Extracted records:
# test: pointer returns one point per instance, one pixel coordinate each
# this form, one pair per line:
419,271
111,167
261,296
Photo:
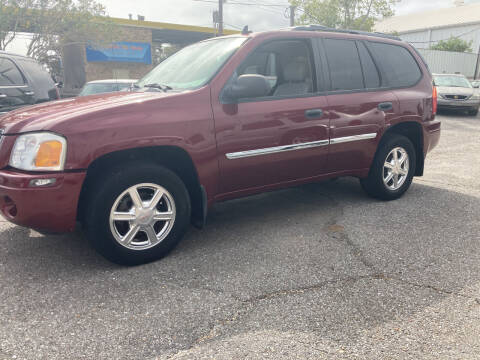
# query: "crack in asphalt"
335,231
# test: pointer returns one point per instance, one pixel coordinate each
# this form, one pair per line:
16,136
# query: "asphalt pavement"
318,272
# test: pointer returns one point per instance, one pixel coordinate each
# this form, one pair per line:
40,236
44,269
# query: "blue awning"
123,51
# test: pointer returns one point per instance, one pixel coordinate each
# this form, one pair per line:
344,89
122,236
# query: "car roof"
318,30
113,81
458,75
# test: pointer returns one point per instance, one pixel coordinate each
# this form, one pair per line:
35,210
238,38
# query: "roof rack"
344,31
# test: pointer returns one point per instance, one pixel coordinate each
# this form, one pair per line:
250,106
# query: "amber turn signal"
49,154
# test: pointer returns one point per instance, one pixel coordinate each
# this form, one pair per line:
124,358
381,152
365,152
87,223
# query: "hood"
447,90
47,116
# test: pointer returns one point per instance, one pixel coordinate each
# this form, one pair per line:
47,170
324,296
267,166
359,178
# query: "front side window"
398,65
193,66
287,65
9,73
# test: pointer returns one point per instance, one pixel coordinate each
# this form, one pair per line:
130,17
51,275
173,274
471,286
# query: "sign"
123,51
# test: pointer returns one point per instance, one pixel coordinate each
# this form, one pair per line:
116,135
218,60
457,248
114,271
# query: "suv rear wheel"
392,169
138,214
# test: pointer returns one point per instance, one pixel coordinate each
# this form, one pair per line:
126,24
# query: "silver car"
457,93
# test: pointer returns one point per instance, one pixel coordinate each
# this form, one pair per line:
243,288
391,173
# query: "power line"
243,3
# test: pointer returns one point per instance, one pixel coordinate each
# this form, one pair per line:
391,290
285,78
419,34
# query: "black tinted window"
286,64
9,73
370,72
344,64
398,64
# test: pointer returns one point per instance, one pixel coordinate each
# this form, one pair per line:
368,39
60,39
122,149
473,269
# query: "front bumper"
50,208
458,104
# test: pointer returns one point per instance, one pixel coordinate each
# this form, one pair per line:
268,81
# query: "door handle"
385,106
314,113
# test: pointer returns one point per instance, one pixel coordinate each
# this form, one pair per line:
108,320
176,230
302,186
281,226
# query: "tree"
344,14
453,44
53,24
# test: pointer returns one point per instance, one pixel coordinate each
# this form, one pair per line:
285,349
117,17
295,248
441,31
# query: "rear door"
14,90
359,103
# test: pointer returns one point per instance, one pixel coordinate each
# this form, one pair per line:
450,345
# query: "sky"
199,12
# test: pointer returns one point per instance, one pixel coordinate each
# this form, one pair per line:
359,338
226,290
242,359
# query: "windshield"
452,81
193,66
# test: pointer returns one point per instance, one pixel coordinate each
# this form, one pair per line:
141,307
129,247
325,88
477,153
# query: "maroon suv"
221,119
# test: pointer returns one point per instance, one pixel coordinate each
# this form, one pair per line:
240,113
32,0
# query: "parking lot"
318,271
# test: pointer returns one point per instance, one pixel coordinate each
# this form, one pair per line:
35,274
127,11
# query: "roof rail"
344,31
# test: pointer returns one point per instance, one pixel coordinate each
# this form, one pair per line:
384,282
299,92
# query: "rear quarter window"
398,64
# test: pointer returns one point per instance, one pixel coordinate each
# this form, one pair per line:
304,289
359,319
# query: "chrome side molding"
353,138
302,146
276,149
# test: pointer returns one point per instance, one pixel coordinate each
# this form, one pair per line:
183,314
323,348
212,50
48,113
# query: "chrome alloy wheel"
142,216
395,169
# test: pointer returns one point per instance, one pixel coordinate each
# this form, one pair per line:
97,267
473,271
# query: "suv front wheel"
138,214
392,169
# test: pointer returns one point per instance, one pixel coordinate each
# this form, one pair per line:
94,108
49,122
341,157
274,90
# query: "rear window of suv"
398,64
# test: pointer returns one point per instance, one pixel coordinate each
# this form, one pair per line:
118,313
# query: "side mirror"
248,86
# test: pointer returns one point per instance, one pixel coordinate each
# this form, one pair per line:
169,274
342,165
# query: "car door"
359,104
280,137
14,91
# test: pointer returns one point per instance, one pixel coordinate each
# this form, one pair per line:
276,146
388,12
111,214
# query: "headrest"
295,71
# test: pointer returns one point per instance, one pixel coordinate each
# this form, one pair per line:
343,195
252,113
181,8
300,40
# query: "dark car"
221,119
23,82
106,86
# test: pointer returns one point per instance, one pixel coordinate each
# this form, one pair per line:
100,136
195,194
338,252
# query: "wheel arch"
172,157
413,131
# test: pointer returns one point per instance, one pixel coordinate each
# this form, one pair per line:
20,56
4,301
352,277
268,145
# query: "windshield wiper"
162,87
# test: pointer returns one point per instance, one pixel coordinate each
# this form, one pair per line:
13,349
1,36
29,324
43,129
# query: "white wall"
423,39
450,62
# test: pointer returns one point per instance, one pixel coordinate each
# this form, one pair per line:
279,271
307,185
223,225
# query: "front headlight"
41,151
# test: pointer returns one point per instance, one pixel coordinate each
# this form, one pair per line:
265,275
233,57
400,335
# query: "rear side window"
398,65
9,73
344,64
370,72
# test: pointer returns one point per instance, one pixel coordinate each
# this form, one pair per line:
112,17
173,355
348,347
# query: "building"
138,45
425,29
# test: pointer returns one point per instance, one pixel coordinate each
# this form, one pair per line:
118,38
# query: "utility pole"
220,17
292,16
477,65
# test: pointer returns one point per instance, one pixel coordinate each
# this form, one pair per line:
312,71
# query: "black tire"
103,196
374,184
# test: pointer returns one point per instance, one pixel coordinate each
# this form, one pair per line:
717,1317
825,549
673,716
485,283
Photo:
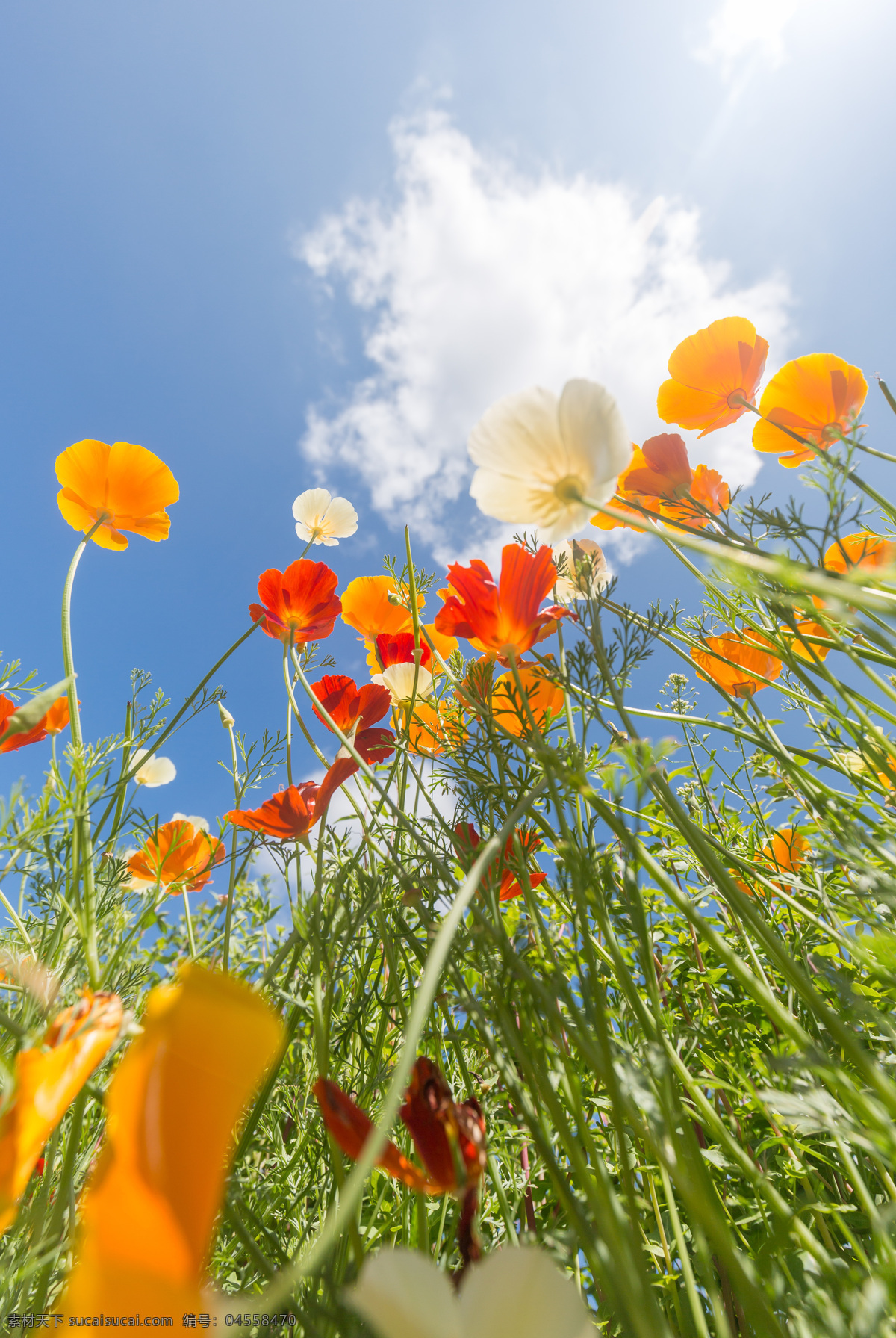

Work order: Your answer must be a verbatim copy of the entries above, with no images included.

Answer space:
# test: pointer returns one point per instance, one pixel coordinate each
# this form, one pair per line:
419,271
111,167
261,296
Photo:
# query: "crack in asphalt"
335,231
# test: pointer returns one point per instance, one pixel coordinate each
# this form, one pair per line:
16,136
# query: "asphalt pavement"
318,272
# test: pointer returns one point per instance, one pixel coordinate each
# this form, one pair per line:
40,236
44,269
# query: "blue awning"
123,51
# test: pointer returns one point per instance, one pixel coordinate each
# this form, one pair per line:
344,89
122,236
# query: "car roof"
318,30
113,81
458,75
# test: pointer returns one point per instance, one pixel coordinate each
# this form, one pair per line:
35,210
238,38
# query: "roof rack"
344,31
# test: pointer returns one point per instance, one pixel coordinate each
# this form, one pair per line:
250,106
# query: "amber turn signal"
49,154
# test: pointer returns one point per instance, one pixel coordinate each
# this form, one pair per line:
124,358
381,152
365,152
87,223
# query: "hood"
447,90
47,116
# test: pointer returns one point per instance, one pixel coordinate each
# this form, one pair per line:
47,170
324,296
267,166
359,178
# query: "front side window"
398,65
193,66
287,65
9,73
# test: pointer returns one point per instance, one pixel coordinate each
# this form, one pair per line:
130,17
51,275
173,274
471,286
# query: "sign"
123,51
# test: pointer returns one point per instance, one pixel coordinate each
# this form, one pair per line:
116,135
218,60
457,248
114,271
# query: "suv rear wheel"
392,169
138,214
# test: pointer returns one point per instance, one pixel coordinate each
# this form, one pair per line:
126,24
# query: "silver car"
457,93
# test: pointer returns one point per instance, one pixel coordinate each
# this form, one pair per line:
243,288
391,173
# query: "power line"
243,3
# test: pointer returns one point per instance, one pixel coordinate each
# this form, one pair per line:
391,290
285,78
419,34
# query: "black tinted window"
286,64
9,73
370,72
344,64
398,64
# test: pointer returns one point per instance, one pixel coordinate each
# this form, one pair per line:
368,39
60,39
122,149
473,269
# query: "front bumper"
50,208
458,104
# test: pointer returns one point per instance, one pixel coordinate each
# this form, one pair per line:
268,81
# query: "door handle"
385,106
314,113
# test: pointer returns one point per instance, one pixel coordinate each
# this form, one pair per line:
108,320
176,230
302,186
281,226
# query: "tree"
344,14
453,44
53,24
# test: pointer returns one point per instance, one pixel coordinate each
# this form, one pair per line:
285,349
117,17
295,248
441,31
# query: "rear door"
14,90
359,103
# test: pointer returns one point per instance, one pixel coordinate each
# this form, one pair per line:
450,345
# query: "sky"
199,12
# test: pointer returns one point per instance, one pixel coordinate each
# this form, one pair per line:
359,338
226,290
242,359
# query: "windshield"
452,81
193,66
# test: pointer returns one point per instance, one pixel coordinate each
# this form, one pair per line:
141,307
129,247
325,88
477,153
# query: "maroon suv"
221,119
# test: pointer returns one point per instance, one pixel coordinate each
# this form, one pair per line:
240,113
32,0
# query: "parking lot"
318,271
# test: pointer returns one point per instance, one pixel coordinate each
# this form, one pair per line:
35,274
127,11
# query: "roof rail"
344,31
# test: pointer returns one point per instance, one pixel coordinate each
# this form, one pair per line:
384,282
299,92
# query: "rear quarter window"
398,64
# test: pointer returns one point per instance, one pixel coordinate each
# this form, one pair per line:
304,289
359,319
# query: "chrome side molding"
353,138
302,146
276,149
# test: pointer returns one point per instance, one pixel coordinate each
# this form, one pair per line:
183,314
323,348
212,50
48,113
# query: "chrome alloy wheel"
142,216
395,169
# test: pointer returns one point per instance, one pixel coordinate each
# this form, one pair per line:
97,267
473,271
# query: "suv front wheel"
138,214
392,169
# test: pointer returns one point per instance, one pixel coordinate each
# this form, one pair per line:
94,108
49,122
341,157
274,90
# query: "rear window of suv"
398,64
# test: pointer returns one point per instance, one pixel coordinate each
# this form, one pair per line:
118,313
# query: "side mirror"
248,86
# test: pointer returns one point per instance, one pixel coordinate each
# this form, one pair per line:
169,274
342,165
# query: "car door"
359,104
280,137
14,91
# test: pointer returns one point per instance, one pixel coordinate each
# this form, one pair per line:
276,146
388,12
111,214
# query: "headrest"
295,71
# test: pointer returns one point per instance, one pixel coordinate each
# this form, one pair per line:
343,195
252,113
181,8
300,40
# query: "dark car"
221,119
23,82
106,86
# test: pointer returns one point per instance, one pixel coordinate each
# this form, one pair per line:
100,136
195,194
338,252
# query: "wheel arch"
172,157
413,131
# test: pointer returns one point per instance, one pixel coordinate each
# this form, one pair per line:
20,56
4,301
352,277
268,145
# query: "windshield wiper"
162,87
# test: pointer returns one point per instance, one pixel coordinate each
# this form, one pair per line:
13,349
1,36
29,324
43,129
# query: "white wall"
423,39
450,62
# test: pointer returns one point per instance, one pixel coordinate each
# this form, one pair per line:
279,271
307,185
223,225
# query: "front headlight"
41,151
# test: pointer returns one point per instance, one pixel coordinate each
# this form, one pair per line:
265,275
233,57
400,335
# query: "rear side window"
398,65
9,73
344,64
370,72
# test: pointer returns one point per instance, one pixel coordinate each
# this form, one pair per line:
112,17
173,355
348,347
# query: "building"
138,45
425,29
# test: pointer returns one point per instance, one pixel coordinate each
# this form, one pair per line:
118,38
# query: "utility pole"
220,17
292,16
477,65
# test: pointer returns one point per instance, one pixel coordinate each
# this form, one pair per line:
312,71
# query: "black tire"
103,196
374,184
# test: pointer returns one point per instance, one pixel coordinate each
# this form, one pair per line:
717,1317
825,549
673,716
485,283
Photo:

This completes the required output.